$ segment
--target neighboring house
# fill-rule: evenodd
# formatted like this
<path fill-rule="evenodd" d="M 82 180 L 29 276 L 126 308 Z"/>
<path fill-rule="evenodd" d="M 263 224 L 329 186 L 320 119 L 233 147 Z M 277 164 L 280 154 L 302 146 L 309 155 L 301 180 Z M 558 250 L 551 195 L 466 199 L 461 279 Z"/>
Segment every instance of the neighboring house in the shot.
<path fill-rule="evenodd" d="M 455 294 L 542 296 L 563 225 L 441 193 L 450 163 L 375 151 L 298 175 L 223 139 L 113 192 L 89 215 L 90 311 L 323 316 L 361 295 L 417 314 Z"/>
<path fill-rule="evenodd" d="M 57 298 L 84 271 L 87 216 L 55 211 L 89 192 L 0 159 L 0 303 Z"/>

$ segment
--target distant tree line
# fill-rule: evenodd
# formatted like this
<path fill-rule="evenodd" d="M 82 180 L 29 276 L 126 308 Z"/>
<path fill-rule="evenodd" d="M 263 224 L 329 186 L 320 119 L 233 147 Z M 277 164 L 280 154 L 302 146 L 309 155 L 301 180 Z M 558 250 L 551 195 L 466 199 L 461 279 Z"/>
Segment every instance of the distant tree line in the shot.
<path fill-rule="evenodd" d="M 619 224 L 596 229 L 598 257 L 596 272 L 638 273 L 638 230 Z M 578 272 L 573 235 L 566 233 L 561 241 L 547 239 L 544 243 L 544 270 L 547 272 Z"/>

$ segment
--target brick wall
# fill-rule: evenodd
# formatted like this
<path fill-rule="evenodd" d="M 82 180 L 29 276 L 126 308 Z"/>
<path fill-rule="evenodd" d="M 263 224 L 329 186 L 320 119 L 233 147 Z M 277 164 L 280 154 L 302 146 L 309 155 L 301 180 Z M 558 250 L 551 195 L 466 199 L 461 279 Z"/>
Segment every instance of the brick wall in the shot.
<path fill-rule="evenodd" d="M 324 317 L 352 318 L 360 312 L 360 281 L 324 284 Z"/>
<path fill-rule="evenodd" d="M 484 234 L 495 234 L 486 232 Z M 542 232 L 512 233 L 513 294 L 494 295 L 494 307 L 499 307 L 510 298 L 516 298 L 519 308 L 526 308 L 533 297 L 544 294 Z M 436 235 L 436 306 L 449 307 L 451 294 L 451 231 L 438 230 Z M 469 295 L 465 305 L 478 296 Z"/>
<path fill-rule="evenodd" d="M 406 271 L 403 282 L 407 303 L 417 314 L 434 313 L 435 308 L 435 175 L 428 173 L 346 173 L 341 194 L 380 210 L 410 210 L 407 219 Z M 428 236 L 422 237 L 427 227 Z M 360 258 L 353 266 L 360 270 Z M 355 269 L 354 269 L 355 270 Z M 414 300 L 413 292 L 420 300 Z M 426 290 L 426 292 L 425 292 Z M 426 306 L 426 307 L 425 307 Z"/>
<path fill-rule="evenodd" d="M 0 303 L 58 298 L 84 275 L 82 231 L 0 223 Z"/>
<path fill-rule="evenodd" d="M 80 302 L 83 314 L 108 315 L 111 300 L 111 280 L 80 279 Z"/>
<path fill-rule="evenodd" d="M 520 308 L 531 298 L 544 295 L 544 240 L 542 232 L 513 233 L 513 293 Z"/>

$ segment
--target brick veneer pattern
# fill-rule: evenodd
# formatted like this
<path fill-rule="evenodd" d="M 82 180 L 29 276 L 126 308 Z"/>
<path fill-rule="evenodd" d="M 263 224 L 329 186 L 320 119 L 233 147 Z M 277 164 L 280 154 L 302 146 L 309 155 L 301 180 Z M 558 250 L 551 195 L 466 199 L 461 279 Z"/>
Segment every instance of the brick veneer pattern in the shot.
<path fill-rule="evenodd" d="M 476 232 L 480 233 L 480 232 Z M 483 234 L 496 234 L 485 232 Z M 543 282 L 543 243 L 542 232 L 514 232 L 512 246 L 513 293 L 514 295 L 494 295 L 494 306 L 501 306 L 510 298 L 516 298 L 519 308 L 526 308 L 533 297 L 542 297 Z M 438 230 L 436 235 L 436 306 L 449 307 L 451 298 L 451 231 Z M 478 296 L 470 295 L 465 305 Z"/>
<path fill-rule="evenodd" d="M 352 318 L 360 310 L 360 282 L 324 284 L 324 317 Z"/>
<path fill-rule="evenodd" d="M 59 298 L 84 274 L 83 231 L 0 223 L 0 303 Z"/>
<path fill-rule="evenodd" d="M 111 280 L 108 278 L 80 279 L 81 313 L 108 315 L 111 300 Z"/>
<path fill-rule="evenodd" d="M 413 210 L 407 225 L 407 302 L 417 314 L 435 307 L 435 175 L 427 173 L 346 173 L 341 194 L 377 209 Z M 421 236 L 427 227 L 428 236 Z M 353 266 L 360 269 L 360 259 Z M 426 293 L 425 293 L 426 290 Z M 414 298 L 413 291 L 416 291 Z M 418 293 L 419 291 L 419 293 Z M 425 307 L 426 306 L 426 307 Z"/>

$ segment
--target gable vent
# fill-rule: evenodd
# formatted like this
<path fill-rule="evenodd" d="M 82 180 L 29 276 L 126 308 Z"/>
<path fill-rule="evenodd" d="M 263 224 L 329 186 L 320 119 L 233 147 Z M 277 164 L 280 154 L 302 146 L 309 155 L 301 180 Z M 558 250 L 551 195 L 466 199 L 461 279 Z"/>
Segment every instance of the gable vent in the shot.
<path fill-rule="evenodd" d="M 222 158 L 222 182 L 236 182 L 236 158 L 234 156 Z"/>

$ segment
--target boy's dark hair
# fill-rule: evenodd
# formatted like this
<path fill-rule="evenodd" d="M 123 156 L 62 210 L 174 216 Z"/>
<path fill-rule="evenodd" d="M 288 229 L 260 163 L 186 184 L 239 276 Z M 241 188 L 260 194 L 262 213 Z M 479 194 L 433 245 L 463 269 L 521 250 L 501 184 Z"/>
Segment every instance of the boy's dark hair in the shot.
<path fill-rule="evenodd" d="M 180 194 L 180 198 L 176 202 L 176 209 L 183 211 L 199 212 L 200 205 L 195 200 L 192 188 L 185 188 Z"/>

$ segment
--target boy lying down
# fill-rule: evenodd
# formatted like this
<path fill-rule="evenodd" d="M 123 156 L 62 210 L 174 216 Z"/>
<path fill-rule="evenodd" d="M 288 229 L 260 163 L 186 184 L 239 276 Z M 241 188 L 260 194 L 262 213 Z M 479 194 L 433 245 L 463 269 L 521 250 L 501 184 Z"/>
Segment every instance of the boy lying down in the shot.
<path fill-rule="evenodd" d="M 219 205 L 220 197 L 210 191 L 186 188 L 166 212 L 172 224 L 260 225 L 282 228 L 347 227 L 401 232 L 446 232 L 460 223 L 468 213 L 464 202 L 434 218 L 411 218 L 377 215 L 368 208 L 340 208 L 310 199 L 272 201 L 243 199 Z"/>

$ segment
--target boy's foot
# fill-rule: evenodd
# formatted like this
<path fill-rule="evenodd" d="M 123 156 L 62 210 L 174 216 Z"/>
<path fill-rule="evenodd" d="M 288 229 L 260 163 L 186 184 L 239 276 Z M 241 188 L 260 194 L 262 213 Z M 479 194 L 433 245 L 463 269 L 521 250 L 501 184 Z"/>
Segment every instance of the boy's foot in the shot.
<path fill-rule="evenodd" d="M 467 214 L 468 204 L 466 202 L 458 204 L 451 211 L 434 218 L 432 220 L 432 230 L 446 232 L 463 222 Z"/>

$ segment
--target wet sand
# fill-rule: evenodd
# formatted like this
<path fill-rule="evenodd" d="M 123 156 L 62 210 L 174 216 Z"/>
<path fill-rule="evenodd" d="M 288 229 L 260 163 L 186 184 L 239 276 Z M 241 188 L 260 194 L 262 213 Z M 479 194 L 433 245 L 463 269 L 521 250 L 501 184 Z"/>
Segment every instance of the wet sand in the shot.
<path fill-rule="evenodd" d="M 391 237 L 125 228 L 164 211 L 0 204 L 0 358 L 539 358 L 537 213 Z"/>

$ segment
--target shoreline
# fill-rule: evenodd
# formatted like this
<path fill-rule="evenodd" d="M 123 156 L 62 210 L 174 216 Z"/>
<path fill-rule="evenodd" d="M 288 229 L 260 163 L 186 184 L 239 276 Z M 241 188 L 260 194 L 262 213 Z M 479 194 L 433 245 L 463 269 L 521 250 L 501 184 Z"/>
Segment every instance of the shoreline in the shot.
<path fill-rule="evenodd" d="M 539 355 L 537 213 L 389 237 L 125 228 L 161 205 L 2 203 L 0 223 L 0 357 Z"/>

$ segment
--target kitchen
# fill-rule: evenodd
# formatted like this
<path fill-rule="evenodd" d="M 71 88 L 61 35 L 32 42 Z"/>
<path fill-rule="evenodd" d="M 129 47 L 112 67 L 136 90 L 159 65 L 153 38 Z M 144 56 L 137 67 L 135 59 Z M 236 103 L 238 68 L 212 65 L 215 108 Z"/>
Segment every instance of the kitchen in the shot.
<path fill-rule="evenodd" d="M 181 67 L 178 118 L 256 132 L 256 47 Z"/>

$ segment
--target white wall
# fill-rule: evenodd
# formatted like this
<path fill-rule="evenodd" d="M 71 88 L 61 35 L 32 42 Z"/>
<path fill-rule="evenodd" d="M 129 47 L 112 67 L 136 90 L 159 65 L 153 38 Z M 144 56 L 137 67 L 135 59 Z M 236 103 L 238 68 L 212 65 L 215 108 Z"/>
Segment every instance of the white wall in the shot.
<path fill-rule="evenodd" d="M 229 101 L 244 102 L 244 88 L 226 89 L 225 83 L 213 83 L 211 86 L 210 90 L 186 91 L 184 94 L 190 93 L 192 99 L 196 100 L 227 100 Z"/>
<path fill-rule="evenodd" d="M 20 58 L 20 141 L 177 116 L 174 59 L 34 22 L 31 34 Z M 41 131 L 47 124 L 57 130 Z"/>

--*--

• _Stated goal_
Take everything from the start of the records down through the line containing "57 298 L 84". Write those lines out again with "neighboring house" switched to "adjacent house" and nothing else changed.

• _Answer to this exercise_
$ segment
--target adjacent house
# fill-rule: evenodd
# formatted like this
<path fill-rule="evenodd" d="M 82 180 L 29 276 L 126 308 Z"/>
<path fill-rule="evenodd" d="M 263 224 L 329 186 L 320 119 L 233 147 Z M 277 164 L 280 154 L 302 146 L 309 155 L 301 180 Z M 558 250 L 551 195 L 466 199 L 461 279 Z"/>
Segment every instance of the adjacent house in the shot.
<path fill-rule="evenodd" d="M 455 294 L 542 296 L 563 225 L 441 193 L 450 163 L 375 151 L 298 175 L 223 139 L 113 192 L 89 215 L 90 311 L 323 316 L 361 295 L 417 314 Z"/>
<path fill-rule="evenodd" d="M 57 298 L 84 271 L 87 216 L 55 211 L 89 192 L 0 159 L 0 303 Z"/>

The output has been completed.